Exercise instructions -
Reproduce only the lines starting at the one that contains "trace the outline of every instance of the **white" and ending at the one that contains "[[[275,111],[254,109],[254,112],[257,143],[280,145],[279,131]]]", including the requests. In the answers, scale every vertex coordinate by 1.45 and round to whole numbers, with halves rounded up.

Records from a data source:
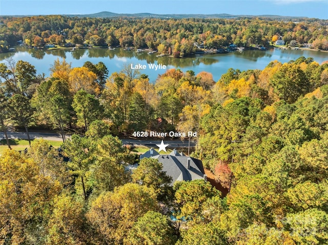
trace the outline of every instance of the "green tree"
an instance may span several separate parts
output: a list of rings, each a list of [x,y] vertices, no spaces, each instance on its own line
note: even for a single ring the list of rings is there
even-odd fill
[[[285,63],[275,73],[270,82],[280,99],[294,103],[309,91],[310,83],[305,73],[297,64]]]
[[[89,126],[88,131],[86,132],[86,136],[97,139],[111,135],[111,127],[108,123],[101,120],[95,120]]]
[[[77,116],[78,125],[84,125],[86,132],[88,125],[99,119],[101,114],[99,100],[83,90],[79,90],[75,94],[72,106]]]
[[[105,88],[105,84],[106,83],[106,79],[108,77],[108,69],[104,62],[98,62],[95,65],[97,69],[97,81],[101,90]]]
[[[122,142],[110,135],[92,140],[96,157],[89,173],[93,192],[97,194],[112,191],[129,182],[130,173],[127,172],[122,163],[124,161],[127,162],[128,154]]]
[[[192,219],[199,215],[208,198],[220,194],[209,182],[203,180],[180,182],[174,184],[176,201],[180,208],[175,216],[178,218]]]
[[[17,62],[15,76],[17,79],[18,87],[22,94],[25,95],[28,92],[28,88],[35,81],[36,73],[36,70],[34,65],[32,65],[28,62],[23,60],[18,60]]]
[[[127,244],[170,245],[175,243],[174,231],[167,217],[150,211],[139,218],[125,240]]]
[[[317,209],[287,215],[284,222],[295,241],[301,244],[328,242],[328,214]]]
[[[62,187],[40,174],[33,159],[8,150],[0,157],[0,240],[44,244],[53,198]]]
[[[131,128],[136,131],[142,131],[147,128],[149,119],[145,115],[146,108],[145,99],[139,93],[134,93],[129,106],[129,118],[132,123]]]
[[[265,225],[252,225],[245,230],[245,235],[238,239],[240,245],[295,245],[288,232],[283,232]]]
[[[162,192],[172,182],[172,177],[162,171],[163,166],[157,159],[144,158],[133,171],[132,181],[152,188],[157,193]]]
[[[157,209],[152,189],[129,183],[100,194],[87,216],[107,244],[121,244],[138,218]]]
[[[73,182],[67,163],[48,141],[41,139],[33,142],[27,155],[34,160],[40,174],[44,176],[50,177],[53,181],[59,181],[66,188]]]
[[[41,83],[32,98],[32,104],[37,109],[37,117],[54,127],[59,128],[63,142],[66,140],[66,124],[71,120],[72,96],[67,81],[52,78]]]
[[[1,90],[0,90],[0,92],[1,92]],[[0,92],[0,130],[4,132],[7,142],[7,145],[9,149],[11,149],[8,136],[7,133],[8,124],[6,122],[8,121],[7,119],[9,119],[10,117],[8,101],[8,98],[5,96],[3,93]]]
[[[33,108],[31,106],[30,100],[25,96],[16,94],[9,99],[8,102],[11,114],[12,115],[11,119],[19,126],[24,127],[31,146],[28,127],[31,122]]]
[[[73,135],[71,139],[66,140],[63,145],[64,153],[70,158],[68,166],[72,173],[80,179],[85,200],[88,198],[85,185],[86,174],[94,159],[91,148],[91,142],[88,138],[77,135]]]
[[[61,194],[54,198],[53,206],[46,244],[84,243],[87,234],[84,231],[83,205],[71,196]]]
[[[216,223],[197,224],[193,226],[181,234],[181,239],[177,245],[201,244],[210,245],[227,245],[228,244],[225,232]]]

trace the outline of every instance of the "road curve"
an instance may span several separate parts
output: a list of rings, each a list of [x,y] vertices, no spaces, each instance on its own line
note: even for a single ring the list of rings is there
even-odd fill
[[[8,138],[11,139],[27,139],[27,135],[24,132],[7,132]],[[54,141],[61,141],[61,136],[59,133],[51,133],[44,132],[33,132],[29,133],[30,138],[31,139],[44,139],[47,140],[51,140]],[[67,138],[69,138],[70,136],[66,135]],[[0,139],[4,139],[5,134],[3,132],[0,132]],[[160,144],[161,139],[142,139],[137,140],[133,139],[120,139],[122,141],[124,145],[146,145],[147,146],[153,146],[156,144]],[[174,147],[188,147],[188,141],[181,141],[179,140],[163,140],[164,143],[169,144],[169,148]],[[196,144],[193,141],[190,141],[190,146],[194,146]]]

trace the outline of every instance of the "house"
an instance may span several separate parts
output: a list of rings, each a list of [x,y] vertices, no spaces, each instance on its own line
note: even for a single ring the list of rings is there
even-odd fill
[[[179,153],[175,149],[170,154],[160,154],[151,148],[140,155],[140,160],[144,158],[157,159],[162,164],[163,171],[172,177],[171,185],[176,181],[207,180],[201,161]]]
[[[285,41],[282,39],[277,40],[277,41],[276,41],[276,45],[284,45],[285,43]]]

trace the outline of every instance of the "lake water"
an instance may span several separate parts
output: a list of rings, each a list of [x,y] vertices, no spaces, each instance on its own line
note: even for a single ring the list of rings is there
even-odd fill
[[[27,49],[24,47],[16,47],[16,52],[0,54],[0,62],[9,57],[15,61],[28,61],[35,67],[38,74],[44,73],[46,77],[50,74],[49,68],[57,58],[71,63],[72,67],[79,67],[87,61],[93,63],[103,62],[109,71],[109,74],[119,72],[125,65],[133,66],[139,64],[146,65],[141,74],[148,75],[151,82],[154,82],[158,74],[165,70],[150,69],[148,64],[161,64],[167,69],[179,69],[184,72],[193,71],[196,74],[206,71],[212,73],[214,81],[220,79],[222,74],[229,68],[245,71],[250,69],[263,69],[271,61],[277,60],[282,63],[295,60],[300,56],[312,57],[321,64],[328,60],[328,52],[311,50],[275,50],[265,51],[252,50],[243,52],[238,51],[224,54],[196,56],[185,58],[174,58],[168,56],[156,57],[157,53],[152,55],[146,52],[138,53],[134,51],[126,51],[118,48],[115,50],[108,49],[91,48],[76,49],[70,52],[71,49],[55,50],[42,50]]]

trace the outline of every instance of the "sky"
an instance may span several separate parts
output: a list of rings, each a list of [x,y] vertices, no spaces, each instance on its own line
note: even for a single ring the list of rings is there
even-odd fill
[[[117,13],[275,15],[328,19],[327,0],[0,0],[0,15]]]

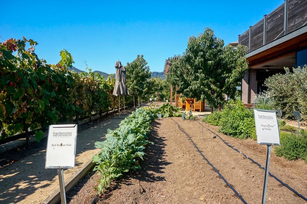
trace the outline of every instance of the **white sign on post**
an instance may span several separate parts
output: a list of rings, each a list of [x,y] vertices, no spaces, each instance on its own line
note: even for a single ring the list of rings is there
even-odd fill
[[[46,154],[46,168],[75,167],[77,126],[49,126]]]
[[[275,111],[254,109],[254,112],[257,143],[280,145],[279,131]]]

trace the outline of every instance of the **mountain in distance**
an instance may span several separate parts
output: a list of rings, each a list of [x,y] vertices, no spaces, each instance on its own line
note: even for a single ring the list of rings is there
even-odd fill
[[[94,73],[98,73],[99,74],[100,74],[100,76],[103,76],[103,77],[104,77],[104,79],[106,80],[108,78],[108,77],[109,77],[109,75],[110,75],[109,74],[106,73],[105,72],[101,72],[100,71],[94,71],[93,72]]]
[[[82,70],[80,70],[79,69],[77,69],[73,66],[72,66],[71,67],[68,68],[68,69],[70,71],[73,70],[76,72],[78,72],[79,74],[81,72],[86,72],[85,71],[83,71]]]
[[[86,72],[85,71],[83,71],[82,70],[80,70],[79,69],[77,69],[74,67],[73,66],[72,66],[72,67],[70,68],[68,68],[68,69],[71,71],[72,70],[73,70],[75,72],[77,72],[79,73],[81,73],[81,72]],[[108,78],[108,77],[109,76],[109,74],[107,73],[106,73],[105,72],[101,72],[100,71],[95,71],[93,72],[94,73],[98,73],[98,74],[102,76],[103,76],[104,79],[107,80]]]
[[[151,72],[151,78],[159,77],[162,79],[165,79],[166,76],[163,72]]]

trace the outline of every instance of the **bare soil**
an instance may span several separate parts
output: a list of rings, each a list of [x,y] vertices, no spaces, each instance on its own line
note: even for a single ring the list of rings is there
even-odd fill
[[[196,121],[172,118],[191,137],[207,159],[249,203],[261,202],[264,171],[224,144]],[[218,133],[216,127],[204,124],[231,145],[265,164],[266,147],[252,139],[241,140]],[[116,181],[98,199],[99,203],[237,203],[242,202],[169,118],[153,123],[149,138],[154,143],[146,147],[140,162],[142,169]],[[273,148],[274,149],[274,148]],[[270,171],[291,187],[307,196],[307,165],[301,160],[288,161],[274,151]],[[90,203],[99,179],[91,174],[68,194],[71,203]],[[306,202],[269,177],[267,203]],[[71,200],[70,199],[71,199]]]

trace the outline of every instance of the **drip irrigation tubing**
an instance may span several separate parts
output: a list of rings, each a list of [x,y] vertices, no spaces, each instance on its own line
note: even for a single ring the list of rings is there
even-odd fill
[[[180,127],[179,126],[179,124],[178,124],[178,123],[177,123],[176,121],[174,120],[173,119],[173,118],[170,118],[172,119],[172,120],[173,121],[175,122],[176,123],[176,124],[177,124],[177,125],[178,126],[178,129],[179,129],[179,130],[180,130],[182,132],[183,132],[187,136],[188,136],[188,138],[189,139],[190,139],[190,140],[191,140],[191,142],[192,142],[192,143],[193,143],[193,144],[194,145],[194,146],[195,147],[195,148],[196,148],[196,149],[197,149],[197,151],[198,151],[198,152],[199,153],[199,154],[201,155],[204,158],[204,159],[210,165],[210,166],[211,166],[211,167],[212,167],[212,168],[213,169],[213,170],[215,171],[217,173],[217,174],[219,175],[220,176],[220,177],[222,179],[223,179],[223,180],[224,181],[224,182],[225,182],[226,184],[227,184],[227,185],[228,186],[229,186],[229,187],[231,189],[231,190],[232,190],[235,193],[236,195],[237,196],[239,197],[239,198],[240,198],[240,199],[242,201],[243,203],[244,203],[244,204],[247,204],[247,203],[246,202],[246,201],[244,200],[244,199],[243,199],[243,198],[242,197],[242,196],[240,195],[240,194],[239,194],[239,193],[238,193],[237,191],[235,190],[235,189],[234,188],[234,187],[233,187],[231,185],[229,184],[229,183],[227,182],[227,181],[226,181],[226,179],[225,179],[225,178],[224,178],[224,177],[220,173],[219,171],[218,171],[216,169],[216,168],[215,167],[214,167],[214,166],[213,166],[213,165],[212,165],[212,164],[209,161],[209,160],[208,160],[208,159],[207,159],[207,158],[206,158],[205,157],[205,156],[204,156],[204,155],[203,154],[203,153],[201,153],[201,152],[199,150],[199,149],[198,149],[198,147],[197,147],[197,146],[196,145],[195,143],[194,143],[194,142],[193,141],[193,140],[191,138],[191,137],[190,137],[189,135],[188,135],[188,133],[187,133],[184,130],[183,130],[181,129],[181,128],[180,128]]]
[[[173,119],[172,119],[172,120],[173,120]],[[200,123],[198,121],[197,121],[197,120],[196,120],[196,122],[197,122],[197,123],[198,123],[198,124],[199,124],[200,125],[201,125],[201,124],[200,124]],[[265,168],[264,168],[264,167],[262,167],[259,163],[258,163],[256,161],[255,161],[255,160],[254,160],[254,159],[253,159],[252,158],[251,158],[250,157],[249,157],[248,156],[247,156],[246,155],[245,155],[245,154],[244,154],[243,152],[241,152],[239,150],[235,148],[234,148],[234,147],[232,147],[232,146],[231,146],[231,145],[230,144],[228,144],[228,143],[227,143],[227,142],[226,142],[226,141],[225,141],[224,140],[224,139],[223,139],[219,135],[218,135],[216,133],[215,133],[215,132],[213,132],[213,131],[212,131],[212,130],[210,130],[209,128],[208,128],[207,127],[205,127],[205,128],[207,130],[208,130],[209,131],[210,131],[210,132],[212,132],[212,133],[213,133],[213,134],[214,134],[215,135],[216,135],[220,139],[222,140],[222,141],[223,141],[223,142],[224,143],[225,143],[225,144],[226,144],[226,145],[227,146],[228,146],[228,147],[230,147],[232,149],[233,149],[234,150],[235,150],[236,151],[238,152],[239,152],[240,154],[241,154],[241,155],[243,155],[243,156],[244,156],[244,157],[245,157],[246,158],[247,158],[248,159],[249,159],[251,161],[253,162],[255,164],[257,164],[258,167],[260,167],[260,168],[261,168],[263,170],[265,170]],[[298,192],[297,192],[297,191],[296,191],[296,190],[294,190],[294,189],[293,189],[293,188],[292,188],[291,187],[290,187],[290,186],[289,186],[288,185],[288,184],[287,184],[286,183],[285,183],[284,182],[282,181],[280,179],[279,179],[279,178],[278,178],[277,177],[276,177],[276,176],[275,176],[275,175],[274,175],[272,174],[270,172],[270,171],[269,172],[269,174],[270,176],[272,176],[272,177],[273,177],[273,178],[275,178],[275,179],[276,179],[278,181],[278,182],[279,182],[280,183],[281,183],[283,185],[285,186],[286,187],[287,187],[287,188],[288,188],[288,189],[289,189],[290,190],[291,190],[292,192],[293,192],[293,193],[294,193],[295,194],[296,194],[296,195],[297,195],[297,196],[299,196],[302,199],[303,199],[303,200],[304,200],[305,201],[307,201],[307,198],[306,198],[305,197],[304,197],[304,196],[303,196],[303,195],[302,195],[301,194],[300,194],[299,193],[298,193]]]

Correct response -
trace the outline of every instance of the **white sign on post**
an instance may span several separate parts
output: a list of rings, each a list of [x,y] vertices, no spaces, each instance on its own line
note: even for a single ring the list of rings is there
even-odd fill
[[[67,223],[67,244],[109,242],[112,183],[71,183]]]
[[[399,161],[368,158],[368,162],[373,207],[406,210],[405,190]]]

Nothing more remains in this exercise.